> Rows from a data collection
========================

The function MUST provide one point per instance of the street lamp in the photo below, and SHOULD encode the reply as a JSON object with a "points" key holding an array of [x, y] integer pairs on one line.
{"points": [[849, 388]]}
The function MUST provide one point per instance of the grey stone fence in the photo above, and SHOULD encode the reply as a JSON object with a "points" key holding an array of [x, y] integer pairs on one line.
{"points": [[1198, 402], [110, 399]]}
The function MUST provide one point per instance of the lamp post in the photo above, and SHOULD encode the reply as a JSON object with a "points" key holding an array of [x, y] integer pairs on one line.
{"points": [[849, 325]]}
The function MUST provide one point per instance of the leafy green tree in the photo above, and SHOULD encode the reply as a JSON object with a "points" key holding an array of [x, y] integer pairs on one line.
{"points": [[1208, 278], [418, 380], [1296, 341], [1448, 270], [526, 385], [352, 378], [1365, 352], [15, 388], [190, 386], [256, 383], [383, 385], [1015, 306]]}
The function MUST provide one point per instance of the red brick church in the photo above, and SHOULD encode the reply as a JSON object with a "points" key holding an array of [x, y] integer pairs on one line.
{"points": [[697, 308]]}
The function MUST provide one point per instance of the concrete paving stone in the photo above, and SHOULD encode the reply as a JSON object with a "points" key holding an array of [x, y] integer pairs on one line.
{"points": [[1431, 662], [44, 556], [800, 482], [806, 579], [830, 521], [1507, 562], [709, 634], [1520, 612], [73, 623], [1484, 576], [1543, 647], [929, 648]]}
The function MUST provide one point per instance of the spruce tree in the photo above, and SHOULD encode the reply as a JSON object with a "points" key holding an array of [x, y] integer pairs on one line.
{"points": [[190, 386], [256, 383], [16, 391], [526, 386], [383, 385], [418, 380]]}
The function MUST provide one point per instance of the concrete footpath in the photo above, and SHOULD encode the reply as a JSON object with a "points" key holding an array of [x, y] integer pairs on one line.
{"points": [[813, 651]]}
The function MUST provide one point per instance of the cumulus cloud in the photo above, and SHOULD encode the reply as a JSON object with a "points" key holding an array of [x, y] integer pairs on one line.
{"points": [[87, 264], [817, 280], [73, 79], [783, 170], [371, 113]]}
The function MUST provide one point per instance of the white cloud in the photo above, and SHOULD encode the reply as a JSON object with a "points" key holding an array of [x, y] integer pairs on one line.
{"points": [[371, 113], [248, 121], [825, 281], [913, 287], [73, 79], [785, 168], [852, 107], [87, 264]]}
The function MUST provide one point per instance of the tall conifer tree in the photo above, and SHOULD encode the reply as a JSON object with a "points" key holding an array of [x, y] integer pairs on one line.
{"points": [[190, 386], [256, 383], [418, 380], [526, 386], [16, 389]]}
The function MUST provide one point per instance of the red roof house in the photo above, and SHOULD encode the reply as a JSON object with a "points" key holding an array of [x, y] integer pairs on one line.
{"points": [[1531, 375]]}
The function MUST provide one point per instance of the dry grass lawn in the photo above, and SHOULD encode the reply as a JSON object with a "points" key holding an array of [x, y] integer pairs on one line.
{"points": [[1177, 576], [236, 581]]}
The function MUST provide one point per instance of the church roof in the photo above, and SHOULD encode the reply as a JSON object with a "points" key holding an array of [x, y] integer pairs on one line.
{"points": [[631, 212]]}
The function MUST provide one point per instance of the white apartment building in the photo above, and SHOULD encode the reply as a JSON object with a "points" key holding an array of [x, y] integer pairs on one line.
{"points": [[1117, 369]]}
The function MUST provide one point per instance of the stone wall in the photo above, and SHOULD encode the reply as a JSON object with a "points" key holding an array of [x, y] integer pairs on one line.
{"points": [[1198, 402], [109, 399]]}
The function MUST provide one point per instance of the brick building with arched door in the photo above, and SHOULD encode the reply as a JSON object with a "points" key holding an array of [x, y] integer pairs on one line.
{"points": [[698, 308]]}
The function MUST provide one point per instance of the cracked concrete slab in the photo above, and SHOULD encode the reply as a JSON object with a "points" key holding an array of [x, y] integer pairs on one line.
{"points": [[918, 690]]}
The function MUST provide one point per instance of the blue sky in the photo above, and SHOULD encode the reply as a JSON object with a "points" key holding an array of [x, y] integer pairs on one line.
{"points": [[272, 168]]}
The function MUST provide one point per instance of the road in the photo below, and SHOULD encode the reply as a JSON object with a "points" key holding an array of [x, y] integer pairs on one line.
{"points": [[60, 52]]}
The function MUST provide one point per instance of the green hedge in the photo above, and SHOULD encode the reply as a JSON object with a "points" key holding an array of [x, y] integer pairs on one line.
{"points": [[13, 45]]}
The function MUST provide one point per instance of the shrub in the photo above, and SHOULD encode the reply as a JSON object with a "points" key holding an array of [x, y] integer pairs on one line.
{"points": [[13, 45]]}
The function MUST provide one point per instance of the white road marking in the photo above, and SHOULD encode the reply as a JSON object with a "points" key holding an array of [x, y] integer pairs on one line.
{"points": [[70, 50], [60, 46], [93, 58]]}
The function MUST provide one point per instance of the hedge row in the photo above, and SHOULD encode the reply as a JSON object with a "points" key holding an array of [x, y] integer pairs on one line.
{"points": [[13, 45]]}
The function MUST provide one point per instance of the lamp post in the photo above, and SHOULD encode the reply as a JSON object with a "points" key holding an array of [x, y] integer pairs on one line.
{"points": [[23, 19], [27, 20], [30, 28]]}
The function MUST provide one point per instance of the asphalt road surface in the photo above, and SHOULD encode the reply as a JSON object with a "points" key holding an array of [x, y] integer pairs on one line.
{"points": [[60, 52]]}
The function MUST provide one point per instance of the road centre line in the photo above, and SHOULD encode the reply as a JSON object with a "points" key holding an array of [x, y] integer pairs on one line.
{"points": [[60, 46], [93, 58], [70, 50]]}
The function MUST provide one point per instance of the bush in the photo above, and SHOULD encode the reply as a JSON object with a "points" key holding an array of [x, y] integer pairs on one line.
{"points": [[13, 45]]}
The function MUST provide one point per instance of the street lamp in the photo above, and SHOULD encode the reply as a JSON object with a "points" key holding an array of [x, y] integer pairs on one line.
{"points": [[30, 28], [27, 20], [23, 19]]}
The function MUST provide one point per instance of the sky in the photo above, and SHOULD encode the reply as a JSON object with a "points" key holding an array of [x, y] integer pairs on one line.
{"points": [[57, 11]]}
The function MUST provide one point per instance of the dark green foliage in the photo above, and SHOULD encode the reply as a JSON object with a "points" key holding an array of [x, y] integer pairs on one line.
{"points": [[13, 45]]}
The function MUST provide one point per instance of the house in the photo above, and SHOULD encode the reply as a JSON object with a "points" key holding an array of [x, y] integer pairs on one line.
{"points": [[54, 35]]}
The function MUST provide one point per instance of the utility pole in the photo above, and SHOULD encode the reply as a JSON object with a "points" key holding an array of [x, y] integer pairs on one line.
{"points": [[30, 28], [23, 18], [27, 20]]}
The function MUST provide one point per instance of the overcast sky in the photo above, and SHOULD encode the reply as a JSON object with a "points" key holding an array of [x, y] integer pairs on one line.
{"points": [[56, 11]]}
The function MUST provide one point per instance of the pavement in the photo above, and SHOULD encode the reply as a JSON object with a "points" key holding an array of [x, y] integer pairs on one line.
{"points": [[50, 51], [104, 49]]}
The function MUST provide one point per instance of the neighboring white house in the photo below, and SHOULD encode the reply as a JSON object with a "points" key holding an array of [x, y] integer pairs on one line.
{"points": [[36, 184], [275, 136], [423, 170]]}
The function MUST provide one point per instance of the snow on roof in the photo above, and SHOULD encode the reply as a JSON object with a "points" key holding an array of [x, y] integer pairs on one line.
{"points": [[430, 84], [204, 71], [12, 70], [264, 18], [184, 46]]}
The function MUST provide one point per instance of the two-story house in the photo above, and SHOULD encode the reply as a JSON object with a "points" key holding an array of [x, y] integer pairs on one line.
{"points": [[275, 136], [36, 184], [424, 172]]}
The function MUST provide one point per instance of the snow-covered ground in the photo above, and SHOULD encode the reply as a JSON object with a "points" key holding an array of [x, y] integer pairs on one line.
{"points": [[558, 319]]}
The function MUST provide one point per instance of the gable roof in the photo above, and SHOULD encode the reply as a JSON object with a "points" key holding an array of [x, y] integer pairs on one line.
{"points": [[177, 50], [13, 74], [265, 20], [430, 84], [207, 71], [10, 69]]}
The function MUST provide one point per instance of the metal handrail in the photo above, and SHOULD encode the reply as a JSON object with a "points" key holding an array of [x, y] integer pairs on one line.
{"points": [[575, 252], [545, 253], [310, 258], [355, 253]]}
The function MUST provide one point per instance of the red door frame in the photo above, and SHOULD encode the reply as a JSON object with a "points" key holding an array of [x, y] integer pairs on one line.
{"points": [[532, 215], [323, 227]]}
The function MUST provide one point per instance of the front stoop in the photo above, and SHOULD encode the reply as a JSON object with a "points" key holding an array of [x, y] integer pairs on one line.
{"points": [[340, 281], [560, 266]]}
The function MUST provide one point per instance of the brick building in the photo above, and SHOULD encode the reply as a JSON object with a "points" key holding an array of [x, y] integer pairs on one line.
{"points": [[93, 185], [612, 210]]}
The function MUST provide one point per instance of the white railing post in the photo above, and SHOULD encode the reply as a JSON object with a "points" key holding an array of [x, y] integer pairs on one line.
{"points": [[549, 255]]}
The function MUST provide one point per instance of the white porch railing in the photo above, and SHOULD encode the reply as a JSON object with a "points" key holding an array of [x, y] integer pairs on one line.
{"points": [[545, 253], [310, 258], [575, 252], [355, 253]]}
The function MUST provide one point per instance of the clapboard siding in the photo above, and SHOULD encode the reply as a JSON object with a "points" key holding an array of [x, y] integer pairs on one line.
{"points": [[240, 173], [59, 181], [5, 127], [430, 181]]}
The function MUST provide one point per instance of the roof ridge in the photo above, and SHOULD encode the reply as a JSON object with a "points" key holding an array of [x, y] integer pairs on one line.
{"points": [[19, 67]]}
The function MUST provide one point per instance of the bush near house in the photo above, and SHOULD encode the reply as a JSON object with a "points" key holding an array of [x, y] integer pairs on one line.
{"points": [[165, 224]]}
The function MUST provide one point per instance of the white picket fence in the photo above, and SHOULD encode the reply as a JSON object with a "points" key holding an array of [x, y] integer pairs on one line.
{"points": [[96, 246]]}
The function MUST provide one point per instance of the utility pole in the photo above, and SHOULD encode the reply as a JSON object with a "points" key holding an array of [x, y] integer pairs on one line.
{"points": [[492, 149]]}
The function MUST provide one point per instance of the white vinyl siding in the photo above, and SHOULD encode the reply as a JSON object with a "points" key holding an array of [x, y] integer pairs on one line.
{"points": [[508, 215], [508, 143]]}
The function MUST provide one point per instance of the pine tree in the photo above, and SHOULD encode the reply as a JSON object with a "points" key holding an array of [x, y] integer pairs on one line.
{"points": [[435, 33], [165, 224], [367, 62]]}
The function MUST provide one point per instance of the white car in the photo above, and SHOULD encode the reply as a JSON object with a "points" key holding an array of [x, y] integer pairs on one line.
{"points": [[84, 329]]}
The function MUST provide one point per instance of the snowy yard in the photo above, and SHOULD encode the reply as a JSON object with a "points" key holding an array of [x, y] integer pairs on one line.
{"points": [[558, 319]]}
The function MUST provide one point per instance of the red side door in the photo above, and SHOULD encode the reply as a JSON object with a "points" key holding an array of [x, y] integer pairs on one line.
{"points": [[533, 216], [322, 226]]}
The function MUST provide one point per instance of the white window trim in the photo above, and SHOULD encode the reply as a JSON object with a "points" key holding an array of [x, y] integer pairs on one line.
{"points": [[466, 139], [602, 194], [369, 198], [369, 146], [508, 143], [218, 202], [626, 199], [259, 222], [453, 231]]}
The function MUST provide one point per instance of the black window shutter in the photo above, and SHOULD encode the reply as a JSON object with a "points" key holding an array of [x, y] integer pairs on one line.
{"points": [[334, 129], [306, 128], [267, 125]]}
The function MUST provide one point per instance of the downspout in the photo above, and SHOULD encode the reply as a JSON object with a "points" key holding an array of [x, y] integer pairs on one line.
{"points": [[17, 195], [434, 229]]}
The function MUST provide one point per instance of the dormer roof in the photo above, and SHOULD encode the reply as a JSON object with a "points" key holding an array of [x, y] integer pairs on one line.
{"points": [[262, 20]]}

========================

> Stated goal
Could you carry over the rows above, beginning at the line that has "The function MUST provide one point per instance of the black" and stopping after the last row, keeping the requests and subtracting 14 from every x and y coordinate in the answers?

> The solution
The function MUST provide one point per instance of the black window shutter in the photo above, and SHOULD encode the reply as a JSON object with a "points" key holding an array of [x, y] integer pairs on one line.
{"points": [[320, 115], [292, 114], [253, 111]]}
The function MUST provide one point per instance of the downspout in the photo above, and SHOULD encode the reply as a JSON object with a "points" key holding an array of [x, y] integer pairs on one line.
{"points": [[3, 181], [420, 215]]}
The function MUST provide one point per instance of the dormer roof in the photo above, and SHOULD encode the reply as a JSON object with a "points" key holding an array of [x, y] integer pairs on one line.
{"points": [[248, 6]]}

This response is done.